++++ Data extracts ++++

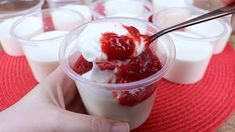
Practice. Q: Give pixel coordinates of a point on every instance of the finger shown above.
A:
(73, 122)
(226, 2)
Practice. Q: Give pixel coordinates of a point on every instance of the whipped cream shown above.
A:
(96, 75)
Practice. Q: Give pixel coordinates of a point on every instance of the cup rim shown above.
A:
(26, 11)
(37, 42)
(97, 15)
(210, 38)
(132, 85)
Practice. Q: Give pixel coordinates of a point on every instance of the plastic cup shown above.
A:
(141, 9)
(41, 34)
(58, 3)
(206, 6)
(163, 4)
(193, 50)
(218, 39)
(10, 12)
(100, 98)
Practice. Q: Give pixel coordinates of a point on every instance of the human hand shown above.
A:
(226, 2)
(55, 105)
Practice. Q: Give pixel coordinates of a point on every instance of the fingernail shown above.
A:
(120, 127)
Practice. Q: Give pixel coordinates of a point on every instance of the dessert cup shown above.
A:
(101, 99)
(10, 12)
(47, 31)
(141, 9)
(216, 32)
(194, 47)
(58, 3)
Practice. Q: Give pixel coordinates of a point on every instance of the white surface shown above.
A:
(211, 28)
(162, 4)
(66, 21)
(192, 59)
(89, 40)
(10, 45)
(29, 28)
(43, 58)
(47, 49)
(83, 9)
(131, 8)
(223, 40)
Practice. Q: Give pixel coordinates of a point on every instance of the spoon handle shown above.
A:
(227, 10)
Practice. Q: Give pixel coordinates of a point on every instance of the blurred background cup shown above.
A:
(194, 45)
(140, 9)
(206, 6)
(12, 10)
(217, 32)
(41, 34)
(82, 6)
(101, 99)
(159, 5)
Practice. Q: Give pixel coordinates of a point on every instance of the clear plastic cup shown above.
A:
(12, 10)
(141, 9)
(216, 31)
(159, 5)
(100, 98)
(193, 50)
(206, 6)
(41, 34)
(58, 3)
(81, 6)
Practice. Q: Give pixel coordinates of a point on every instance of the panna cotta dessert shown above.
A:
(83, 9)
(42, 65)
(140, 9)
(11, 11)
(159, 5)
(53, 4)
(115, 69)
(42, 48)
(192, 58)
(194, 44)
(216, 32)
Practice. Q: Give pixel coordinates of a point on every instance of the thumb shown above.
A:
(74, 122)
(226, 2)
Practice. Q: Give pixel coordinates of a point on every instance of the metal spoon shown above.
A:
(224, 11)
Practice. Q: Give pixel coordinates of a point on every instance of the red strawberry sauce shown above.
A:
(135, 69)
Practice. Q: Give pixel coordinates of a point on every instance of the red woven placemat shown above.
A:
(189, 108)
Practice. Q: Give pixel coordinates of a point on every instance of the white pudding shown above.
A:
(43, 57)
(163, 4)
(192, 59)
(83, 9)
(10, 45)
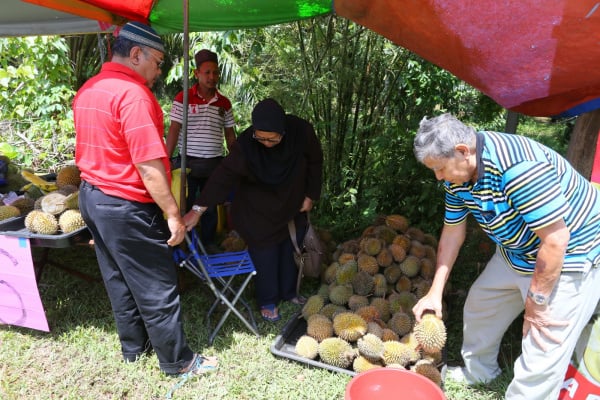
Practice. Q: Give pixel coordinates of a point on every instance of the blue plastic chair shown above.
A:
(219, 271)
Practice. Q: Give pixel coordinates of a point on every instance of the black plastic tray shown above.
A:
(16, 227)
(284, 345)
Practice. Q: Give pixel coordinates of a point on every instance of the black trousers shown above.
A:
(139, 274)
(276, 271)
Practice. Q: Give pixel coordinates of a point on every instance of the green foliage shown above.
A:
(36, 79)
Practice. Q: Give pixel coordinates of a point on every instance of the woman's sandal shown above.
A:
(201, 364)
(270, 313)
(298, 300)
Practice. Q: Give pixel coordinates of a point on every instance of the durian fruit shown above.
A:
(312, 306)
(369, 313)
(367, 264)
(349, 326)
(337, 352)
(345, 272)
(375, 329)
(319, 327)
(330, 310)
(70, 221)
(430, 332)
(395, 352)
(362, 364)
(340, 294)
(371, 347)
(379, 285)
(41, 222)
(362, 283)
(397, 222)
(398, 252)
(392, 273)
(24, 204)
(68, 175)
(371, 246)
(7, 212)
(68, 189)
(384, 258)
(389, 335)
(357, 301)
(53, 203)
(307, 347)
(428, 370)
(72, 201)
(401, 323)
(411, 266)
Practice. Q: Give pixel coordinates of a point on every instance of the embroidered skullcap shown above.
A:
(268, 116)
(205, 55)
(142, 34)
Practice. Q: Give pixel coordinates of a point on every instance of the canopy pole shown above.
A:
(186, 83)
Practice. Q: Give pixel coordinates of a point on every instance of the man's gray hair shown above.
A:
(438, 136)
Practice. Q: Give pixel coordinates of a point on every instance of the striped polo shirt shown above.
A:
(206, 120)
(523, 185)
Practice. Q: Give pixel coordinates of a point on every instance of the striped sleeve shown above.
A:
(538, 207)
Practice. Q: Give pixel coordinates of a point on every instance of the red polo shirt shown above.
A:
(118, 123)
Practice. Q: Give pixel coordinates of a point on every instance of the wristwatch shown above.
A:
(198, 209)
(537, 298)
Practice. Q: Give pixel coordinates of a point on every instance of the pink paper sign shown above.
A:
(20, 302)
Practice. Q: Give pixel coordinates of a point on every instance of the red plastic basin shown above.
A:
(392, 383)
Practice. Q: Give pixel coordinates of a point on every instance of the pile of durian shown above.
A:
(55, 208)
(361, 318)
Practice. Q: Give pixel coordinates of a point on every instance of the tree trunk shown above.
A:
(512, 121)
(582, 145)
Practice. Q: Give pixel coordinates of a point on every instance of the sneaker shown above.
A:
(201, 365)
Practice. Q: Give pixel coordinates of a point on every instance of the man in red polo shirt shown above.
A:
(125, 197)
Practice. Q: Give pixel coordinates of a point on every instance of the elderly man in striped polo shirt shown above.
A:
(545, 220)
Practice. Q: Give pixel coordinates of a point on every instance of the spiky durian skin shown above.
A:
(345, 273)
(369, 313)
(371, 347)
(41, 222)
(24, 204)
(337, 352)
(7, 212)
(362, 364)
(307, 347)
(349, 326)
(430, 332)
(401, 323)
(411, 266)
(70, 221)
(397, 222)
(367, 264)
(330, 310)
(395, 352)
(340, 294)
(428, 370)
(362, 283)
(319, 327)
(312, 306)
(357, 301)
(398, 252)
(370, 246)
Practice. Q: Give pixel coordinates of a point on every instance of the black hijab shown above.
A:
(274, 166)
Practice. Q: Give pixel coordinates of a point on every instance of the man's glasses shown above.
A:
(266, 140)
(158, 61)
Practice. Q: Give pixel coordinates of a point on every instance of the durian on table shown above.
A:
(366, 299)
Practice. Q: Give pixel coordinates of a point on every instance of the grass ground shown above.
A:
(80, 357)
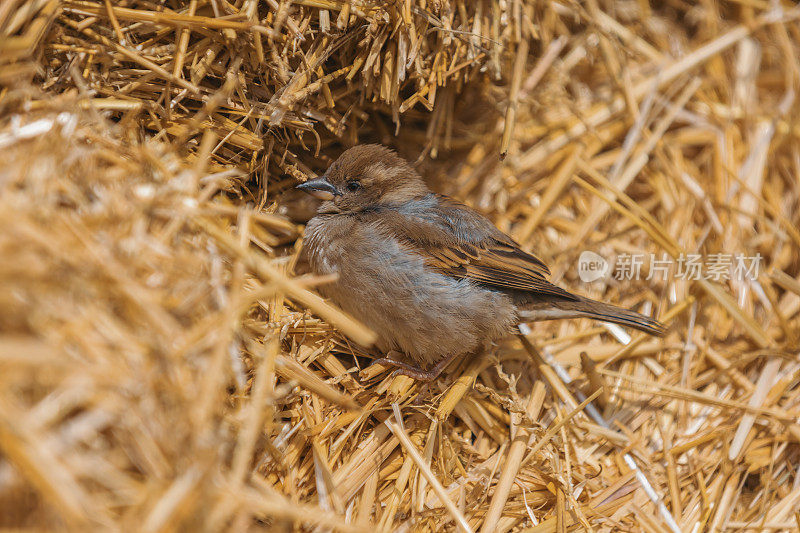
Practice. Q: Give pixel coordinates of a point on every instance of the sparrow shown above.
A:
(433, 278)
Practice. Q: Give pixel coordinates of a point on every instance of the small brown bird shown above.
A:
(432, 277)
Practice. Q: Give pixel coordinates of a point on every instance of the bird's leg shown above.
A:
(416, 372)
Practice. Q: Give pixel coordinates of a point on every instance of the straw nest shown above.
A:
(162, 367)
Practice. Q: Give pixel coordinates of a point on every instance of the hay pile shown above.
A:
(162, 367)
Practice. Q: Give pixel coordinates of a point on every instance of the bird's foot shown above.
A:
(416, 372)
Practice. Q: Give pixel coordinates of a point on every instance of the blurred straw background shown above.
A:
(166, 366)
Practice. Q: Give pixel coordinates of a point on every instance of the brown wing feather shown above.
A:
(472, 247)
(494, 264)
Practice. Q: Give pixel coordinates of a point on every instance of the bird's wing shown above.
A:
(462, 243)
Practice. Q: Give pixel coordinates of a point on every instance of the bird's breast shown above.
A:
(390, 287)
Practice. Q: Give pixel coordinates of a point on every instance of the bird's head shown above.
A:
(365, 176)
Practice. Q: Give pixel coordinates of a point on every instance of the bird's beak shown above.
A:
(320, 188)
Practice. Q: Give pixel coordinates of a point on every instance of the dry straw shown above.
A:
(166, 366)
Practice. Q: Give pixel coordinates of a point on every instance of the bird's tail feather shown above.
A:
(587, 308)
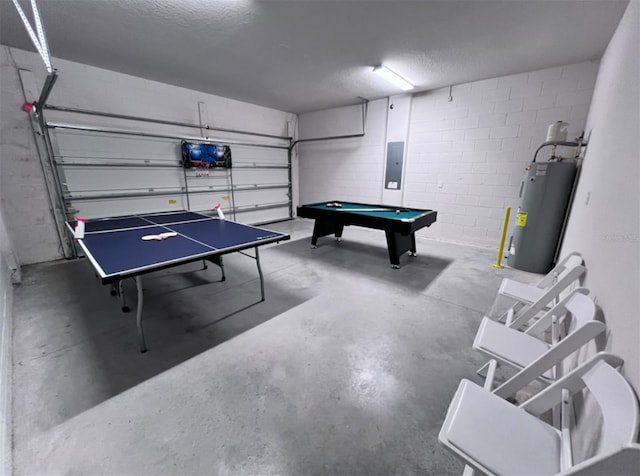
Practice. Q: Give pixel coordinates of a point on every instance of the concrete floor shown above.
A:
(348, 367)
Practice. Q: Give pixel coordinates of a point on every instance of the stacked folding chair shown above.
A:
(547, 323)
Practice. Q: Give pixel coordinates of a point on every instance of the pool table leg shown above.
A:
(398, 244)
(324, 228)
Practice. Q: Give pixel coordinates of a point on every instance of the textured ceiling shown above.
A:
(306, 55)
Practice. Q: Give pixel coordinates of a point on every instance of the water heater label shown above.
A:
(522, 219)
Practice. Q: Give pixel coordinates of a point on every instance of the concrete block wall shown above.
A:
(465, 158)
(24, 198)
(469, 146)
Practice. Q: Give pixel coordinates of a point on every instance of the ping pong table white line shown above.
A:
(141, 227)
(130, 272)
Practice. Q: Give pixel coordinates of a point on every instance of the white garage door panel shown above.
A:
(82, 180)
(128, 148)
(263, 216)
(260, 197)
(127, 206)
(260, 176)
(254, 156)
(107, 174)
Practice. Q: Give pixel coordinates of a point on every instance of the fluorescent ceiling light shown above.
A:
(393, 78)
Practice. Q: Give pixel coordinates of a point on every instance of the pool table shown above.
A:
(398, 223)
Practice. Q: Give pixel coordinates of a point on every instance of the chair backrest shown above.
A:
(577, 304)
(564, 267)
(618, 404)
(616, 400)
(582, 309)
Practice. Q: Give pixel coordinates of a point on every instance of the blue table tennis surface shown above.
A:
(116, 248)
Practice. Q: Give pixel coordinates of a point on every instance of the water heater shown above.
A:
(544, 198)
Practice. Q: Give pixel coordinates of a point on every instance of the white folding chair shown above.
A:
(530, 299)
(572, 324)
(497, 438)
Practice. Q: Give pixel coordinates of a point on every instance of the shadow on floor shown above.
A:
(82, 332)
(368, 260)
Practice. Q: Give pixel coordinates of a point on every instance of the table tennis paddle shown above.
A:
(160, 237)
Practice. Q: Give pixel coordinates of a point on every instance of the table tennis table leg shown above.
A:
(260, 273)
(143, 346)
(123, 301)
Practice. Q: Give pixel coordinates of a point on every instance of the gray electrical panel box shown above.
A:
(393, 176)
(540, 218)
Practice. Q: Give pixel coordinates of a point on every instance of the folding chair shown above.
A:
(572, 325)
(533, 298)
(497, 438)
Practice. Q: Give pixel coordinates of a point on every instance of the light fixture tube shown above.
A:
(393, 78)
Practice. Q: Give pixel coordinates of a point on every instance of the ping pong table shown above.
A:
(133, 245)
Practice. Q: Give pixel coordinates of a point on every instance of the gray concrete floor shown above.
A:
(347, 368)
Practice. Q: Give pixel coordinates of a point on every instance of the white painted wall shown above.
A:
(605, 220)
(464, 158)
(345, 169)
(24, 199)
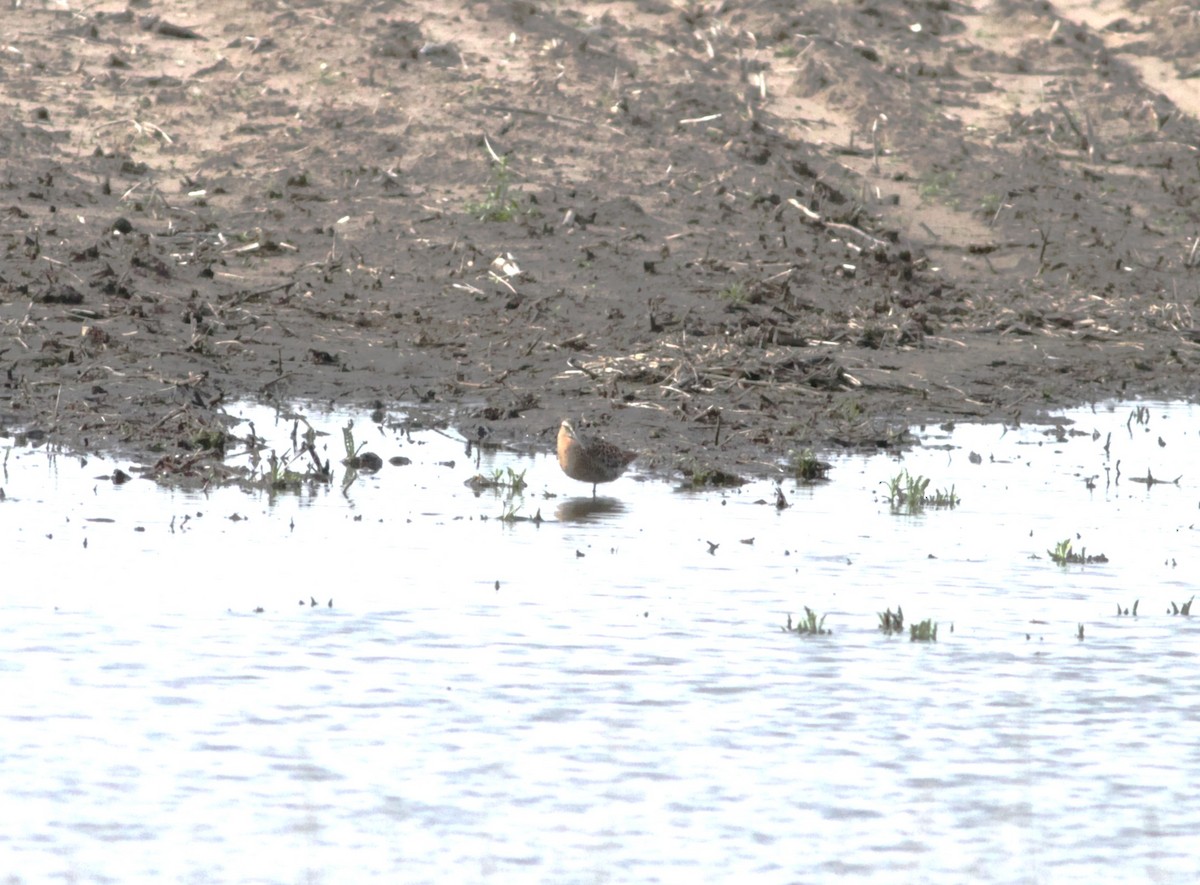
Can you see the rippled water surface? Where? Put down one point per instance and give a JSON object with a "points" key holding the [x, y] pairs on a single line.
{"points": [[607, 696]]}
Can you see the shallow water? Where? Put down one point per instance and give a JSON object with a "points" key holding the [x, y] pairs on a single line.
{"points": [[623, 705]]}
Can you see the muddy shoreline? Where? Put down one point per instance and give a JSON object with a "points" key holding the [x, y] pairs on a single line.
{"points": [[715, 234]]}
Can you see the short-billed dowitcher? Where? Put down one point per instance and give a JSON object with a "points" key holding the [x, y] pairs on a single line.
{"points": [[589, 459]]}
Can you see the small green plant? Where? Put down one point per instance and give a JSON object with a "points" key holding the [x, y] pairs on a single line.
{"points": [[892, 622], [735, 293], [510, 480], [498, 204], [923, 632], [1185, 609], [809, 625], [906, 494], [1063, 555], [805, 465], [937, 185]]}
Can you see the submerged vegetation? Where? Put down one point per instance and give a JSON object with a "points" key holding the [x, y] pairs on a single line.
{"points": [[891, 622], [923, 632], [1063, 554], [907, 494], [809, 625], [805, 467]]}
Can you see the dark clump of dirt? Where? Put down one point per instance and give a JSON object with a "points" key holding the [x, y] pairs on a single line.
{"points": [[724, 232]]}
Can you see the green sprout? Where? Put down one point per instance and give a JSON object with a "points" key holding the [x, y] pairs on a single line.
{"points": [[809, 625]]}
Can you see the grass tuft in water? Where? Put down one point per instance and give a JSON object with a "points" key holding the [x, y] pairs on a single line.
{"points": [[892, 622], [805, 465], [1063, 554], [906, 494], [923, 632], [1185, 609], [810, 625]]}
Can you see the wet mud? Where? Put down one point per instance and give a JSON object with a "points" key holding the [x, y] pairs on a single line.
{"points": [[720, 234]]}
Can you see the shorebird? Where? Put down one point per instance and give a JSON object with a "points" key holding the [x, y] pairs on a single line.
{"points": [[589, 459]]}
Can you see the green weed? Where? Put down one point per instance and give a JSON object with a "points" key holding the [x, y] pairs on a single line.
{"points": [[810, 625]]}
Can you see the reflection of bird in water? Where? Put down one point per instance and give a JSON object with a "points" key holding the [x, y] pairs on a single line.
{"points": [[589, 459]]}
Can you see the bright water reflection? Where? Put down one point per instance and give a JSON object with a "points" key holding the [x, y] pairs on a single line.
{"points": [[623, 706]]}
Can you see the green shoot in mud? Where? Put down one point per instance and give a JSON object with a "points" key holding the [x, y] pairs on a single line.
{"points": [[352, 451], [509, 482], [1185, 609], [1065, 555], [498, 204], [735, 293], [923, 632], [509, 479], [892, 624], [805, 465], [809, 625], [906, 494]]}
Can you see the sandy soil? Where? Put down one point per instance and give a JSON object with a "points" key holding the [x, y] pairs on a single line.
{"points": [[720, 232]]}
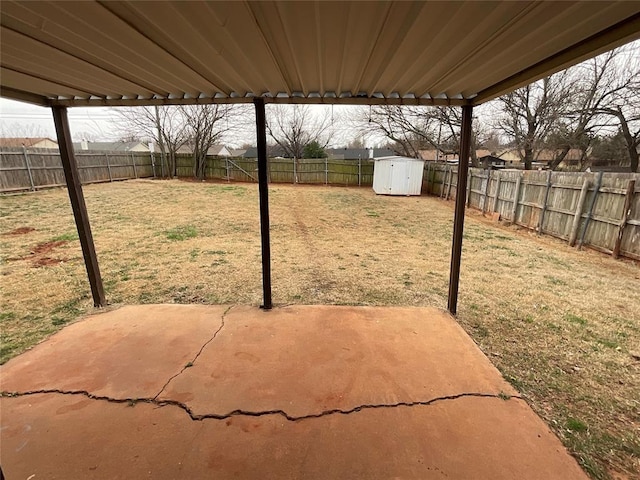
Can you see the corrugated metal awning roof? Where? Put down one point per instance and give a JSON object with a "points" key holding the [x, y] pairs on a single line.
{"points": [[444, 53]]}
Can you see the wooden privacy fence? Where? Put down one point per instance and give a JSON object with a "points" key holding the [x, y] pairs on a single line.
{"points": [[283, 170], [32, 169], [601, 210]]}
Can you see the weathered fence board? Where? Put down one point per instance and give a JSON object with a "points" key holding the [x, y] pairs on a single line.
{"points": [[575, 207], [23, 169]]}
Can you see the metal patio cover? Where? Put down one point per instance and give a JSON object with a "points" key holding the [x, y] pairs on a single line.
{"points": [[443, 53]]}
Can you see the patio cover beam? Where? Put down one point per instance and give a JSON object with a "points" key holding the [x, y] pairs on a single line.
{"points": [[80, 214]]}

++++

* [Requirement]
All lines from the beginning of the material through the line that holds "white surface shown above.", both included, should be returned exactly; please omit any pictures and add no other lines.

* [Output of the exercise]
Practice. Q: Give pixel coordinates of a point on every instance of the finger shown above.
A:
(73, 122)
(226, 2)
Practice. Q: Give pixel coordinates of a point on every instance of the whipped cream shown above.
A:
(96, 75)
Practice. Q: Give pixel coordinates of a point on every instance of the cup rim shown above.
A:
(26, 11)
(37, 42)
(97, 15)
(210, 38)
(132, 85)
Practice. Q: Give pixel coordinates of a point on every instance of the plastic cup shown above.
A:
(141, 9)
(41, 34)
(58, 3)
(206, 6)
(163, 4)
(193, 50)
(218, 39)
(10, 12)
(100, 98)
Practice. Q: Give pixel coordinates of a point on every instance of the human hand shown above.
A:
(226, 2)
(55, 105)
Practice. Q: Give pixel coordinates of a point on every instance of the fingernail shown above.
A:
(120, 127)
Practice. Q: Give pixel coordinates of a point on every instance of the dessert cup shown above.
A:
(101, 99)
(10, 12)
(47, 31)
(141, 9)
(216, 32)
(194, 47)
(58, 3)
Practice. Q: Give pixel coordinates of a point on every instance of the white surface shown above.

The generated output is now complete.